EXERCISE INSTRUCTIONS: Straight copy, no pictures: transcribe each entry as it stands.

DATASET ENTRIES:
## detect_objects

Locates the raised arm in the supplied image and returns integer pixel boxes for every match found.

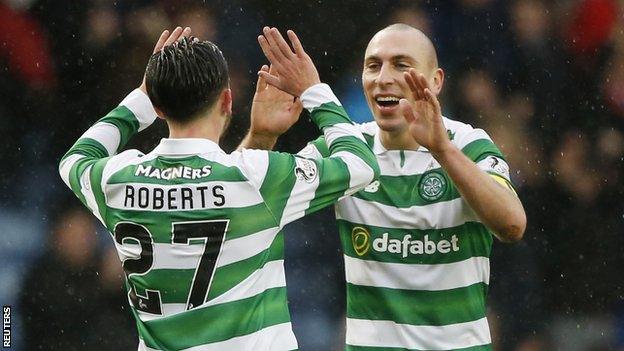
[58,27,191,220]
[400,68,526,242]
[240,27,379,227]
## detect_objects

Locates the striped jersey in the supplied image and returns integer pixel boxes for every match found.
[59,84,379,350]
[300,118,515,351]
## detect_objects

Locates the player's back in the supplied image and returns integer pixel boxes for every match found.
[101,139,296,350]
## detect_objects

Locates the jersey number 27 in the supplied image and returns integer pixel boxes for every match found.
[113,220,229,315]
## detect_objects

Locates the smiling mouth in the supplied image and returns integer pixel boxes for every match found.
[375,96,401,108]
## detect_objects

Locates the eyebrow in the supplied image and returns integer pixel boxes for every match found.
[364,54,417,63]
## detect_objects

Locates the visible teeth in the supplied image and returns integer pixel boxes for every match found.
[376,96,400,102]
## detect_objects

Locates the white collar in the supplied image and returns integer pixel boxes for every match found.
[151,138,223,155]
[372,131,429,154]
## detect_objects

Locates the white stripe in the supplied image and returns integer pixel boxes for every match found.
[136,303,187,322]
[236,149,270,191]
[137,322,297,351]
[207,260,286,307]
[346,317,491,350]
[297,143,323,160]
[135,260,287,322]
[324,122,366,146]
[80,165,104,223]
[333,151,375,196]
[131,227,280,270]
[59,154,85,188]
[336,196,478,229]
[457,128,492,150]
[344,255,490,291]
[217,227,280,267]
[279,162,320,226]
[300,83,341,110]
[119,89,158,131]
[80,122,121,156]
[105,181,262,211]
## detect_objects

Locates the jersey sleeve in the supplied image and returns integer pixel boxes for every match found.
[297,135,329,159]
[58,89,158,223]
[458,127,516,193]
[242,84,380,227]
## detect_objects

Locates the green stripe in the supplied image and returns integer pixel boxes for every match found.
[352,171,459,208]
[130,232,284,304]
[89,158,110,225]
[362,133,374,148]
[346,283,487,327]
[138,287,290,349]
[330,135,378,173]
[67,158,100,207]
[108,157,248,185]
[345,344,492,351]
[310,136,330,158]
[208,232,284,299]
[305,157,350,215]
[98,105,140,150]
[339,220,492,264]
[107,203,276,243]
[63,137,109,162]
[63,139,108,211]
[310,102,353,129]
[461,139,504,163]
[260,152,297,223]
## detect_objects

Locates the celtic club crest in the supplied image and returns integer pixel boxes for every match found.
[419,172,447,201]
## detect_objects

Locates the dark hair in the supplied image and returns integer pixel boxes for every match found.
[145,37,229,123]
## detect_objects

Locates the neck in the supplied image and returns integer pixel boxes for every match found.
[167,111,224,144]
[379,128,419,150]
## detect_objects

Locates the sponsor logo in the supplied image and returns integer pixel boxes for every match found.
[294,157,318,183]
[373,233,459,258]
[351,226,371,256]
[135,165,212,180]
[419,171,447,201]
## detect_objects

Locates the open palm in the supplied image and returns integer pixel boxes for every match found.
[399,69,449,154]
[251,65,303,137]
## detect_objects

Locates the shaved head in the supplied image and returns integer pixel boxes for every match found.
[368,23,438,69]
[361,22,445,133]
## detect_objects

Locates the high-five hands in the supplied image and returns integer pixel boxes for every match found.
[140,26,192,94]
[399,69,451,155]
[257,27,320,97]
[250,64,303,139]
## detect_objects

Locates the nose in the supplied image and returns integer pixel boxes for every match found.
[376,63,394,86]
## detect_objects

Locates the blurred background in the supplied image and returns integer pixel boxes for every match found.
[0,0,623,350]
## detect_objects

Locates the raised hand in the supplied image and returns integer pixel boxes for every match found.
[399,68,451,155]
[257,27,320,97]
[250,64,303,138]
[140,26,192,94]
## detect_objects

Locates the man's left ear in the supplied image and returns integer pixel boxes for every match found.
[221,88,233,116]
[154,106,166,120]
[433,68,445,95]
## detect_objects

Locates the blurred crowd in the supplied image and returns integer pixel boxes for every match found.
[1,0,623,350]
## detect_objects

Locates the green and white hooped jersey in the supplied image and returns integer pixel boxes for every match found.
[59,85,379,351]
[300,119,515,351]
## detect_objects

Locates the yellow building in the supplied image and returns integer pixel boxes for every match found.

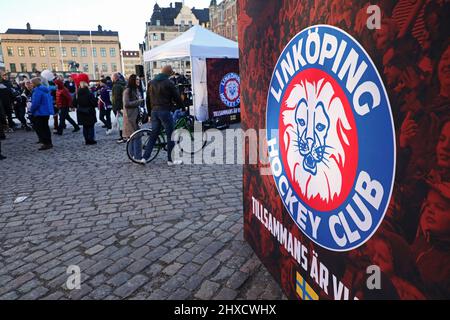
[0,23,123,80]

TASK SOLUTION:
## detect_objects

Locates the raised arm in the supplied image and returns integer pixel boxes for every match found.

[58,27,191,220]
[400,68,526,242]
[240,27,379,227]
## detect_objects

Locates the striped jersey in the supplied image and returns integer pixel boxes for every match found.
[59,84,379,350]
[300,118,515,351]
## detect_objects

Locates the player's back in the supplied image and returns integer pixel boxes for every match found.
[101,139,296,350]
## detect_objects

Locates the jersey number 27 in the supplied image and returns integer pixel boxes for every match found.
[113,220,229,315]
## detect_objects

Locates the smiling mouth in the supplied image and returns integer pixel boxes for every match found.
[375,96,401,108]
## detect_objects

Locates the eyebrow in the supplied image and returns integer pixel boxes for every match found.
[364,54,417,63]
## detect_objects

Locates the visible teeth in the supplied image and returns integer pixel boxes for every match found.
[376,96,400,102]
## detect_objects

Locates the white collar in the supplied image and returns integer pixel boxes for every match found.
[151,138,223,155]
[372,131,429,154]
## detect_objects

Locates the white stripe in the supplied image and returns integer pixel boxes for every match found.
[136,303,187,322]
[236,149,270,191]
[137,322,297,351]
[207,260,286,307]
[346,317,491,350]
[297,143,323,160]
[135,260,287,322]
[324,122,366,146]
[80,165,104,223]
[333,151,375,196]
[131,227,280,270]
[59,154,85,188]
[336,196,478,229]
[457,128,492,150]
[344,255,490,291]
[217,227,280,267]
[279,162,320,226]
[300,83,341,110]
[119,89,158,131]
[80,122,121,156]
[105,181,262,211]
## detect_objects

Locates the jersey sleeve in the supplied image and returns integer pixel boxes for every match found.
[297,135,329,159]
[58,89,158,223]
[458,127,516,193]
[242,84,380,227]
## detect_objects

Locates the green stripe in the supplied image and returns integer pixel boxes for every match found.
[352,171,459,208]
[130,232,284,304]
[89,158,110,225]
[362,133,374,148]
[346,283,487,327]
[138,287,290,349]
[330,135,378,173]
[67,158,100,207]
[108,157,248,185]
[345,344,492,351]
[310,136,330,158]
[208,232,284,299]
[305,157,350,215]
[98,105,140,150]
[339,220,492,264]
[107,203,276,243]
[63,137,109,162]
[63,139,108,211]
[310,102,353,129]
[461,139,504,163]
[260,152,297,223]
## detect_objects

Locates the celtic club crest in the supplied image and returns integer pixel boxes for every match found.
[419,172,447,201]
## detect_objects

Locates the dark hair in the supplied image and returns integer pixel boxes for every match found.
[145,37,229,123]
## detect_objects

Locates the neck in the supplied image and returns integer pixel boxes for every match found.
[167,111,224,144]
[379,128,419,150]
## detect_objects

Locates the sponsor logo in the supplied image and returns integer pixel boxes for every match found.
[294,157,318,183]
[373,233,459,258]
[351,226,371,256]
[135,165,212,180]
[419,171,447,201]
## detect_objects

Locates the open palm in the supplied image and returns integer pixel boxes for every match found.
[399,69,449,154]
[251,65,303,137]
## detect_objects

Locates the shaved head in the supplied image and returns integer pixel boxes for every match found.
[368,23,438,69]
[361,22,445,133]
## detect_objects

Locates the high-five hands in the supplied image and returns integer pixel boxes for every match found.
[140,26,192,94]
[399,69,451,155]
[257,27,320,97]
[250,64,303,139]
## detect_objects

Locates the nose in the supplied image and returns integer pixel boxes for every match found.
[376,63,394,86]
## detect_objects

Locates the blurred background in the supplied image and returns integer pixel boxes for every match found.
[0,0,623,350]
## detect_objects

Locates the raised hand in the supplied image and returns integer pixel boxes for every match found.
[399,68,451,155]
[257,27,320,97]
[250,64,303,138]
[140,26,192,94]
## detect_objects

Locates the man's left ear in the supplied image and returns integer pixel boxes for every match found.
[221,88,233,116]
[154,106,166,120]
[433,68,445,95]
## detect_objects

Locates the blurred crowd in the supplied image and returns integer pixel boxes for every match found.
[1,0,623,350]
## detect_objects

Locates the green and white hooped jersey in the supplied image and returns integer pixel boxes for every match found.
[59,85,379,351]
[300,119,515,351]
## detect_objects

Locates the yellow building in the supplied image and returns integer pixel boxes for every match found.

[0,23,123,80]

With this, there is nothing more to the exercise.